GIVEN TEXT:
.....

Kathy Jo “Toni” Hammer, 1960-2020

A lifelong tenderheart and lover of fun, Kathy Jo “Toni” Hammer was just weeks away from her sixtieth birthday when she died of heart failure November 3, 2020. She leaves behind a heartbroken partner, two beloved (i.e., spoiled) cats, and many loved ones who will miss her unique blend of fierce and gentle and her ability to find humor in everything.

She renamed herself “Toni” not long after high school. On Facebook, she called herself “Wolfie” and “Cat Daddy.” She told her grandchildren-by-heart to call her “Uncle Toni.” Her younger sister, Melody, still called her Kathy mostly out of habit, but to most people who knew her, she was simply “Toni.”

She wasn’t particular about pronouns; it wasn’t something that mattered to her. She was proud of being accepted as an Aerie member of the Fraternal Order of Eagles when the organization allowed women to become members. The men accepted her, and she liked that.

Growing up, Toni preferred to play the games the boys played. When her family moved to a farm just outside of Dinuba, California, where she grew up, she was the one who volunteered to give sick animals injections and to nurture the runts, bottle-feeding baby piglets and calves. Toni quickly showed an affinity for caring for and communicating with animals of all kinds. She participated in the local 4-H Club and studied animal husbandry in high school. The only thing that kept her from becoming a veterinarian was that she couldn’t bear to see animals in pain. The idea of putting an animal down was just too painful.

.....

MATERIAL SHOWN:
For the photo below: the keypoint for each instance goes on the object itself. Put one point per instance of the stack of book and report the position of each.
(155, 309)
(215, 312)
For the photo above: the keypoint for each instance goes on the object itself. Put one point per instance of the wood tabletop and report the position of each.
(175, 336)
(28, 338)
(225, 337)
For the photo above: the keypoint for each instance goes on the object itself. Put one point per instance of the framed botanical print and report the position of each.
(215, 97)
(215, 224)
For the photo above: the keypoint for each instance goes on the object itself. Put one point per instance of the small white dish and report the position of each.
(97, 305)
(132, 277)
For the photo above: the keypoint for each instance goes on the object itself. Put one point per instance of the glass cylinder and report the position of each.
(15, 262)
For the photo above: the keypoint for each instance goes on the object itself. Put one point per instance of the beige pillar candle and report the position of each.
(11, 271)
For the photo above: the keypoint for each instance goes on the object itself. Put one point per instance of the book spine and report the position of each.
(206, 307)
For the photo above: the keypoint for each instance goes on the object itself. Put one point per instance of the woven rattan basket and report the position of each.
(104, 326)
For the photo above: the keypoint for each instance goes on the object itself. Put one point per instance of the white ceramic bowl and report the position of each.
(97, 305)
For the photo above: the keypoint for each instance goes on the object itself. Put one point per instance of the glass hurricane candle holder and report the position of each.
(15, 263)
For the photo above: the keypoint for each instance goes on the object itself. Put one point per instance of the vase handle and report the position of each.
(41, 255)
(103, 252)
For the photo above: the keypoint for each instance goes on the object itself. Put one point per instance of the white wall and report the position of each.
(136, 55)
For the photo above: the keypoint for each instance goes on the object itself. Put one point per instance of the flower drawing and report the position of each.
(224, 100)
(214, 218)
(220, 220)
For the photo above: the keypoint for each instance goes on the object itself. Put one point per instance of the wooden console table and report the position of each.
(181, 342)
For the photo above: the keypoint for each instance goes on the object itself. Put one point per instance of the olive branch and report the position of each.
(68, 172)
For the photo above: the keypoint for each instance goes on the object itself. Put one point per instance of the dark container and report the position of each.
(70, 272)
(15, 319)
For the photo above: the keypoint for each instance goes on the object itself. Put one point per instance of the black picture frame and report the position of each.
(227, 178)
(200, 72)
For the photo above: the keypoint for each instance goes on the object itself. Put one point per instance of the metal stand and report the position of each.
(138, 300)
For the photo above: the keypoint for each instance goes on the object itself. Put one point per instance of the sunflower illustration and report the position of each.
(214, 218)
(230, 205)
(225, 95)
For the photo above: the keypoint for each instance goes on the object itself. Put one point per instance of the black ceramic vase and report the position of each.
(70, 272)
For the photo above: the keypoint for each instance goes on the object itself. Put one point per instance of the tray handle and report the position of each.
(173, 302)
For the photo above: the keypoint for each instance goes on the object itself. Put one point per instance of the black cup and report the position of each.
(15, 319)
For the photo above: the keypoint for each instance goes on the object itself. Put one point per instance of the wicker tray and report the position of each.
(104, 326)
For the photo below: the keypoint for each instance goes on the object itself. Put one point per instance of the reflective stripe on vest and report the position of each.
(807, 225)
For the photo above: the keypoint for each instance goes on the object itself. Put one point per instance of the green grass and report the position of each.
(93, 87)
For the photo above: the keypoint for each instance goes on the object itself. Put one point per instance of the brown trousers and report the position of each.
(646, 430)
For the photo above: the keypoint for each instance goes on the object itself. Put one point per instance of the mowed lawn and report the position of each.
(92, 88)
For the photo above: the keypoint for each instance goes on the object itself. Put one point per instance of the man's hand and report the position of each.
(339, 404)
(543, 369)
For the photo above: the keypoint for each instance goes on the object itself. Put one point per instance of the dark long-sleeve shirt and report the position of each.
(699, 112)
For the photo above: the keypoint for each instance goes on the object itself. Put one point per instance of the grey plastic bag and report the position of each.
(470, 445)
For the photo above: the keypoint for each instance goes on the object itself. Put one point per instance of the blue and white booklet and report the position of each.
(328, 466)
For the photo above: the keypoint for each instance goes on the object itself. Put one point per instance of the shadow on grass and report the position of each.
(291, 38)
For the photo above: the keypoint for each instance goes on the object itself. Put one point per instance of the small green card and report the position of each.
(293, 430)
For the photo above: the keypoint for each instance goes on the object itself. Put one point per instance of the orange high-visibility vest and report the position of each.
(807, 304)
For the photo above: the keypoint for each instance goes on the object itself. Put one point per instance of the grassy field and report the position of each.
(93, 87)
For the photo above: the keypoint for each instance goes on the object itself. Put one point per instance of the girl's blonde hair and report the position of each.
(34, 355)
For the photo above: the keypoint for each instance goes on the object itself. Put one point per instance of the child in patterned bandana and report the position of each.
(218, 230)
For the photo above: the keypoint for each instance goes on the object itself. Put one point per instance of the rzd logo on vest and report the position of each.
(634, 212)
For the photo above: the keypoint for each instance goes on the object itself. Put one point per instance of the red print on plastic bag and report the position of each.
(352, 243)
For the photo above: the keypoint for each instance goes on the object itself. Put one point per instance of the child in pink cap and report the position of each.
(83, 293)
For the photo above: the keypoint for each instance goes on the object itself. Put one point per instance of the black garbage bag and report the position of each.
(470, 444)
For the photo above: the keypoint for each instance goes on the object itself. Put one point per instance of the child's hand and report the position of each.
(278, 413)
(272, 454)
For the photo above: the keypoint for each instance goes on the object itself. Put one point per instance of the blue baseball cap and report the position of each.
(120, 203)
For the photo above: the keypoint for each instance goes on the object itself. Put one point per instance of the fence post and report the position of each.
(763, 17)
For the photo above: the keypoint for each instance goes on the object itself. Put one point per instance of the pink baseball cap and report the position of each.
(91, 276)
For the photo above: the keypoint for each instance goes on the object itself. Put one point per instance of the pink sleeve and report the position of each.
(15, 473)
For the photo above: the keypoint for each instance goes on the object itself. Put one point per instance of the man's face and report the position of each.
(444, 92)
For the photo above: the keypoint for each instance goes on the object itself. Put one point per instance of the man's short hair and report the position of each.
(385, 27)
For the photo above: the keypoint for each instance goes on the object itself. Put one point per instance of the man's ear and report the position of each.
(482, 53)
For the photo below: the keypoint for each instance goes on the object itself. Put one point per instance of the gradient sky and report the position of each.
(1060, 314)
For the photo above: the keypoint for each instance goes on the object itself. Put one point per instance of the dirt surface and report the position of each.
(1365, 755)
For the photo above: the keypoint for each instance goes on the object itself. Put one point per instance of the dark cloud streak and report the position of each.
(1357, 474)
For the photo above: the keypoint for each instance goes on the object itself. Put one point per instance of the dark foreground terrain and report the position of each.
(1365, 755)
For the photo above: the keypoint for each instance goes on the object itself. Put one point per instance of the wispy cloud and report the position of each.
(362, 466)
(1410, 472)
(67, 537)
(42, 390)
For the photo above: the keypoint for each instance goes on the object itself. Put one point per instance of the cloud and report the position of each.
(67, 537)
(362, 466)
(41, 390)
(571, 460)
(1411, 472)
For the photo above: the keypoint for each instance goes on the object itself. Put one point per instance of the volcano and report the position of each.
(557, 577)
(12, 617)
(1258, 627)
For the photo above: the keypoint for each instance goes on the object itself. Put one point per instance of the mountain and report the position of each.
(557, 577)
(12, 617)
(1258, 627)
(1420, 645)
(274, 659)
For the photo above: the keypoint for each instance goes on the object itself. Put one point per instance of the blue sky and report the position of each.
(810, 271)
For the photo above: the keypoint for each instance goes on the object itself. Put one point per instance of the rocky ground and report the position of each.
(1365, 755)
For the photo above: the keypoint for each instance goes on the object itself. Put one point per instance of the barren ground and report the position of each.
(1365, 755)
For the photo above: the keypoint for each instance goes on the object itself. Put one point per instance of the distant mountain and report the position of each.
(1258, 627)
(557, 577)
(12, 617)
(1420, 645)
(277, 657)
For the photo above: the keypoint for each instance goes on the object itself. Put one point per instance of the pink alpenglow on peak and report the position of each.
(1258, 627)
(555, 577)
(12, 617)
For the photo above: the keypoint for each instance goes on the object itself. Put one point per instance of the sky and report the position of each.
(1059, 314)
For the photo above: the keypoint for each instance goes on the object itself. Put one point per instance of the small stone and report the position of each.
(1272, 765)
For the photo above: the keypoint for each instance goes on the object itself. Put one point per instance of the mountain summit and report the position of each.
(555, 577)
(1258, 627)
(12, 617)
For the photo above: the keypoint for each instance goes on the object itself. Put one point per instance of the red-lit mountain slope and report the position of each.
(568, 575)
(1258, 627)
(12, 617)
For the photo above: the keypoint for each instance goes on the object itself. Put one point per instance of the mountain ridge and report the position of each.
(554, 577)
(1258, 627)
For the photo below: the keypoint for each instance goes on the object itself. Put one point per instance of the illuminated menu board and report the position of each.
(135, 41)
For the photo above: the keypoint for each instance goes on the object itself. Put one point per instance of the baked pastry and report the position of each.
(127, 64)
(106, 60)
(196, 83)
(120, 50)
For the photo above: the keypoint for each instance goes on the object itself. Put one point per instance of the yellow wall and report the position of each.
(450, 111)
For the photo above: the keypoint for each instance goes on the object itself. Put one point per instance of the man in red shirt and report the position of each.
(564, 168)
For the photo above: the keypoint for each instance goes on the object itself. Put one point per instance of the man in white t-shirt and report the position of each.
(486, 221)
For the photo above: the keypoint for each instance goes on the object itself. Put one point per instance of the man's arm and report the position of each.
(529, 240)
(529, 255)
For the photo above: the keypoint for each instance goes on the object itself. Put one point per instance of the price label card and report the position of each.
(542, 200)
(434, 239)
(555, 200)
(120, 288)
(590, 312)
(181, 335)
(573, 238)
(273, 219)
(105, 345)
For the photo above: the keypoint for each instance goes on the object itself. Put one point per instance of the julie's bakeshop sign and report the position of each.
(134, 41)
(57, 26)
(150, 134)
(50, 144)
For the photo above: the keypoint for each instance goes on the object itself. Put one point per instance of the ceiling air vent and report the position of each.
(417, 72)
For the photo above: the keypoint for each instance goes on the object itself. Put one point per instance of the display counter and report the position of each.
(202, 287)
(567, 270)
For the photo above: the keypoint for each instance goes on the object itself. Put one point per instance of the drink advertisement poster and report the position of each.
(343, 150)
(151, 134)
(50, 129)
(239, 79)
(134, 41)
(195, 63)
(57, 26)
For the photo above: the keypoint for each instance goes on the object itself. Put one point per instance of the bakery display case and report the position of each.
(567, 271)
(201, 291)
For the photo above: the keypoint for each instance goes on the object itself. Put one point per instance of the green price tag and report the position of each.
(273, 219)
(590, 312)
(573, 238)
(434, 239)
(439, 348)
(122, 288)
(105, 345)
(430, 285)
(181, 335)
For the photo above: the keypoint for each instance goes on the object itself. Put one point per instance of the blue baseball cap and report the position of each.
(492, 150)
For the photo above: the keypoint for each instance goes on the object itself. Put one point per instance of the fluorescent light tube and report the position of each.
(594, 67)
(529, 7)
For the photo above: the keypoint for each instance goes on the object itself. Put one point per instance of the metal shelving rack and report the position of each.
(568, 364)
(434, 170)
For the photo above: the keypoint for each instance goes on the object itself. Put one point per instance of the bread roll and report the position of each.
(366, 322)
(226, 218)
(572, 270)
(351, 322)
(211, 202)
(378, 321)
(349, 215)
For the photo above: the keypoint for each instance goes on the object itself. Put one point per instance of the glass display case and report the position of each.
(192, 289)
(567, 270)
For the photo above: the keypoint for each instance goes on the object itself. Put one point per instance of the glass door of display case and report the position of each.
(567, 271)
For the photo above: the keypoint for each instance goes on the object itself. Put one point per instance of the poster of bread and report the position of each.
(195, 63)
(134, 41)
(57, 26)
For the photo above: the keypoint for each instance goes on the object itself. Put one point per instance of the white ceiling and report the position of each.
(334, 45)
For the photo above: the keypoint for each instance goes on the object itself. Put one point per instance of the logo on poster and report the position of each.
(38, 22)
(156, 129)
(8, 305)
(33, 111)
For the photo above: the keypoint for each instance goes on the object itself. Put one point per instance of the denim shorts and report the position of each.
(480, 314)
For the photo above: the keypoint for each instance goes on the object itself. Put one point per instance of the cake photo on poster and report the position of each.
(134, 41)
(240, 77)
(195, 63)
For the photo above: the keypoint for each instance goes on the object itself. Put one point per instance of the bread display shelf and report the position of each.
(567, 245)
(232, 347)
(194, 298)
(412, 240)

.....

PARTS OF THE EXERCISE:
(1) From the obituary of Toni Hammer, extract the stretch from "She wasn’t particular" through "she liked that." word for word.
(2) Write the next part of the obituary of Toni Hammer, picking up after its last sentence.
The listing comes from an unrelated source.

PER-TASK OUTPUTS:
(1)
She wasn’t particular about pronouns; it wasn’t something that mattered to her. She was proud of being accepted as an Aerie member of the Fraternal Order of Eagles when the organization allowed women to become members. The men accepted her, and she liked that.

(2)
Melody (now Camarillo) referred to her as her “Sis-Bro,” and Toni loved that designation. Like a lot of siblings, the two were close but fought. Toni played pranks on Melody, like telling her to go inside because their mom needed her and then taking her place on the swing. Ultimately, though, Toni wouldn’t let anyone else hurt her little sister. “She was my biggest defender,” Melody says.

Toni graduated from Dinuba High School in 1979. She went on to do police training and attended community college and trade schools in California.

She worked as a recruit with the Orange Cove Police Dept., in electronic manufacturing, was a vehicle detailer for U-Haul, a courier for auto part stores, and a bartender.

As capable as she was at many things, work was never the center of Toni’s life. The people she cared for most were always her focus. She made friends easily and was the kind of person who could fix your car alternator, who would weep for lost or hurt animals, and whose phone was full of photos she’d taken of lightning storms.

Toni loved horses. In high school, she proudly rode her half-thoroughbred horse in the Dinuba Raisin Day Parade.

Toni’s interests included: fishing, camping, and road trips; video games and slot machines; jigsaw puzzles, fantasy, and dragons; the Washington Redskins; Snoopy; the beach; stormy weather and thunderstorms; oil painting and drawing; the music of Janet Jackson, Tina Turner, Whitney Houston, and Amy Winehouse. She was great at working the New York Times crossword puzzle. She was proud of her Sioux ancestry.

Tony was a talented artist. In the early nineties, she wrote and illustrated a children’s story about dragons, “Sosha’s Adventures.”

One night when Toni was in her early thirties and tending bar at Choices in Portland, she served a Zima to a pretty and charismatic forty-four-year-old named Cynthia St. Claire. They flirted, and a date followed. The two were together for seven years; they both had that wanderlust and loved getting in the car and going at a moment’s notice, ending up in Seattle or at the coast or camping by a reservoir. They played slot machines at casinos or loaded up the boat with sandwiches and chips and beer and fished all day.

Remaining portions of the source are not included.